Date of Judgment : 30-01-2026
Head Note :-
Letters Patent - Clause 15 -

Comparative Citation:
2026 MHC 371,
Judgment :-

(Prayer: Writ Appeal filed under Clause 15 of The Letters Patent, praying to allow the Writ Appeal set aside the order dated 22.10.2019 in WP No.10053 of 2013.)

C. Kumarappan, J.

1. The appellant herein is the petitioner before the Writ Court. He challenged the punishment of dismissal, whereas the Writ Court, after considering the issue elaborately, ultimately dismissed the writ petition. Feeling aggrieved with the order of the learned Single Judge, the present Writ Appeal is filed.

2. Heard Mr.M.Ravi, learned counsel for the Appellant, and Mr.Haja Nazirudeen, learned Additional Advocate General assisted by Mr.U.Baranidharan, learned Special Government Pleader appearing for the respondents.

= = =

## WRITTEN PROBLEM A
On what date was the judgment delivered?
The listing that follows has no connection to the judgment.

## EXTRACTED MATERIAL

= = =

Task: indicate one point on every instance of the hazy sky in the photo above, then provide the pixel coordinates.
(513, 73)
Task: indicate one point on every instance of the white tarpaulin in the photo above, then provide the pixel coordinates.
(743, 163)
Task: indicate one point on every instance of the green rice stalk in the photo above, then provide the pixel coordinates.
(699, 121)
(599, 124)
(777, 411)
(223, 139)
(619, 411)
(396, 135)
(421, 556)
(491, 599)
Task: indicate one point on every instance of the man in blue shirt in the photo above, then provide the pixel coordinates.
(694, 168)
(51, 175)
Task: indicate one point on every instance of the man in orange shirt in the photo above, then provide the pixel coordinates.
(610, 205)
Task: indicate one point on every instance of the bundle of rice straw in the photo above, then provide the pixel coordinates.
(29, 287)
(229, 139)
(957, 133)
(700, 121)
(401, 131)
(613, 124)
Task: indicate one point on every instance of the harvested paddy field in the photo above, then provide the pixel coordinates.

= = =

## WRITTEN PROBLEM B
Please lay out the stretch of the listing from the line containing "Task: indicate one point on every instance of the white" through the end of the listing, both ends included, as a JSON list of strings with one string per line and blank lines omitted.

## TASK SOLUTION A
30-01-2026

## TASK SOLUTION B
[
  "Task: indicate one point on every instance of the white tarpaulin in the photo above, then provide the pixel coordinates.",
  "(743, 163)",
  "Task: indicate one point on every instance of the green rice stalk in the photo above, then provide the pixel coordinates.",
  "(699, 121)",
  "(599, 124)",
  "(777, 411)",
  "(223, 139)",
  "(619, 411)",
  "(396, 135)",
  "(421, 556)",
  "(491, 599)",
  "Task: indicate one point on every instance of the man in blue shirt in the photo above, then provide the pixel coordinates.",
  "(694, 168)",
  "(51, 175)",
  "Task: indicate one point on every instance of the man in orange shirt in the photo above, then provide the pixel coordinates.",
  "(610, 205)",
  "Task: indicate one point on every instance of the bundle of rice straw in the photo above, then provide the pixel coordinates.",
  "(29, 287)",
  "(229, 139)",
  "(957, 133)",
  "(700, 121)",
  "(401, 131)",
  "(613, 124)",
  "Task: indicate one point on every instance of the harvested paddy field in the photo above, then provide the pixel coordinates."
]